--- BEGIN Provided material ---

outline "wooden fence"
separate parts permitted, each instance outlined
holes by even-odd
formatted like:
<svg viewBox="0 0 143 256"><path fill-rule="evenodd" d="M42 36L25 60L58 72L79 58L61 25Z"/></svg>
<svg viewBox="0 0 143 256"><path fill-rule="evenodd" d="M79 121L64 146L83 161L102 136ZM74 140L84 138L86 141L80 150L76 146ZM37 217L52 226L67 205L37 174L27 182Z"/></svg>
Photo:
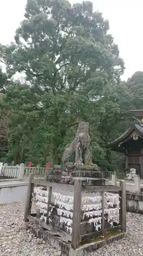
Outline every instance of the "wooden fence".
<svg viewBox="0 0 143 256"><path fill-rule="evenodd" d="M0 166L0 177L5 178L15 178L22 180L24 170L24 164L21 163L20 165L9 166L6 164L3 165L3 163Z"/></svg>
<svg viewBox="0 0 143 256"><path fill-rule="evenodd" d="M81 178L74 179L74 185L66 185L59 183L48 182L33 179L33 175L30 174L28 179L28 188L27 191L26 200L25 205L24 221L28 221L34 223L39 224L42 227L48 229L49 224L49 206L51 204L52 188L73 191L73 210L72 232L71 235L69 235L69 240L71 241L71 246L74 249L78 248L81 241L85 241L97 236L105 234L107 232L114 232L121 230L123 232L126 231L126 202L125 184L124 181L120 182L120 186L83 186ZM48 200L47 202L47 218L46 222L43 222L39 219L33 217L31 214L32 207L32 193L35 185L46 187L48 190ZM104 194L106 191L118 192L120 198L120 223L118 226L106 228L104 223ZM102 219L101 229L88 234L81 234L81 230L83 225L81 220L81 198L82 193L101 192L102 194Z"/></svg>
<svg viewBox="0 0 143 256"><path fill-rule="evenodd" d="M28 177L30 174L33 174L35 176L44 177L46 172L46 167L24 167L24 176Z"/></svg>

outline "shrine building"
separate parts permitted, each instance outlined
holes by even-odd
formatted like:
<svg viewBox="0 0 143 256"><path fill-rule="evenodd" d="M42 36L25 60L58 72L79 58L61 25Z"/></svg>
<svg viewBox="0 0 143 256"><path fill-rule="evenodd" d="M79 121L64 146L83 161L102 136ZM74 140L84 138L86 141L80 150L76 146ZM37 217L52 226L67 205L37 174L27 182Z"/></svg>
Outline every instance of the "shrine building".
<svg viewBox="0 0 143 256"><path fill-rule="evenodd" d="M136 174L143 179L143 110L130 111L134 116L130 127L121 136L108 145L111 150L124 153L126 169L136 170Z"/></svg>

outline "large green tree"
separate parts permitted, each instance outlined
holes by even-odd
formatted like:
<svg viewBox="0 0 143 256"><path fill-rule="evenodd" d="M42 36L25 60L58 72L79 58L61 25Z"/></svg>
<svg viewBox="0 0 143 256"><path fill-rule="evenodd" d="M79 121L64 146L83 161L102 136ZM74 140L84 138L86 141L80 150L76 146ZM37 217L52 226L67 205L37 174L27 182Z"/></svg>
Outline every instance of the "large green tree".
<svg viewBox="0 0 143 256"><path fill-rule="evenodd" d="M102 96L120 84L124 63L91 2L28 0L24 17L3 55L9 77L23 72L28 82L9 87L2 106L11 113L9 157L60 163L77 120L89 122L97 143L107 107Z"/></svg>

--- END Provided material ---

* Direction *
Omit the pictures and reproduce the listing exactly.

* Result of the exercise *
outline "wooden fence"
separate parts permitted, each instance outlined
holes by even-odd
formatted like:
<svg viewBox="0 0 143 256"><path fill-rule="evenodd" d="M42 36L25 60L58 72L79 58L61 25Z"/></svg>
<svg viewBox="0 0 143 256"><path fill-rule="evenodd" d="M79 121L64 146L83 161L102 136ZM74 140L84 138L86 141L80 150L76 146ZM37 217L52 226L67 205L37 174L27 182Z"/></svg>
Photo:
Outline every instance of the "wooden fence".
<svg viewBox="0 0 143 256"><path fill-rule="evenodd" d="M0 166L0 177L5 178L15 178L22 180L24 170L24 164L21 163L20 165L9 166L6 164L3 165L3 163Z"/></svg>
<svg viewBox="0 0 143 256"><path fill-rule="evenodd" d="M81 178L74 179L74 185L66 185L59 183L48 182L33 179L33 175L30 174L28 179L28 188L27 191L26 200L25 205L24 221L28 221L34 223L39 224L42 227L48 229L49 224L49 206L51 204L52 188L73 191L73 210L72 232L71 235L69 235L69 240L71 241L71 246L74 249L78 248L81 241L85 241L97 236L105 234L107 232L114 232L121 230L123 232L126 231L126 202L125 184L124 181L120 182L120 186L83 186ZM48 200L47 202L47 218L46 222L43 222L39 219L33 217L31 214L32 207L32 193L35 185L46 187L48 190ZM104 194L106 191L118 192L120 198L120 223L118 226L106 228L104 223ZM102 219L101 229L88 234L81 234L81 230L83 225L81 220L81 198L82 193L101 192L102 194Z"/></svg>
<svg viewBox="0 0 143 256"><path fill-rule="evenodd" d="M28 177L30 174L33 174L35 176L44 177L46 172L46 167L24 167L24 176Z"/></svg>

outline "shrine building"
separate parts permitted, each instance outlined
holes by even-odd
formatted like:
<svg viewBox="0 0 143 256"><path fill-rule="evenodd" d="M42 36L25 60L58 72L79 58L61 25Z"/></svg>
<svg viewBox="0 0 143 256"><path fill-rule="evenodd" d="M79 121L64 146L83 161L102 136ZM74 140L84 138L86 141L80 150L76 146ZM37 217L52 226L67 205L37 174L27 182Z"/></svg>
Outline every instance of the "shrine building".
<svg viewBox="0 0 143 256"><path fill-rule="evenodd" d="M136 174L143 179L143 110L130 111L134 116L130 127L121 136L108 145L111 150L124 153L126 169L136 170Z"/></svg>

outline "large green tree"
separate parts permitted, each instance outlined
holes by even-odd
formatted like:
<svg viewBox="0 0 143 256"><path fill-rule="evenodd" d="M42 36L25 60L58 72L79 58L61 25Z"/></svg>
<svg viewBox="0 0 143 256"><path fill-rule="evenodd" d="M79 121L64 146L83 161L102 136ZM74 140L84 138L86 141L80 150L76 146ZM37 217L52 226L67 205L37 174L27 182Z"/></svg>
Outline every instance of the "large green tree".
<svg viewBox="0 0 143 256"><path fill-rule="evenodd" d="M102 96L120 84L124 63L91 2L28 0L24 17L3 55L9 77L23 72L28 82L9 87L2 106L11 113L9 157L60 163L77 120L89 122L97 143L107 107Z"/></svg>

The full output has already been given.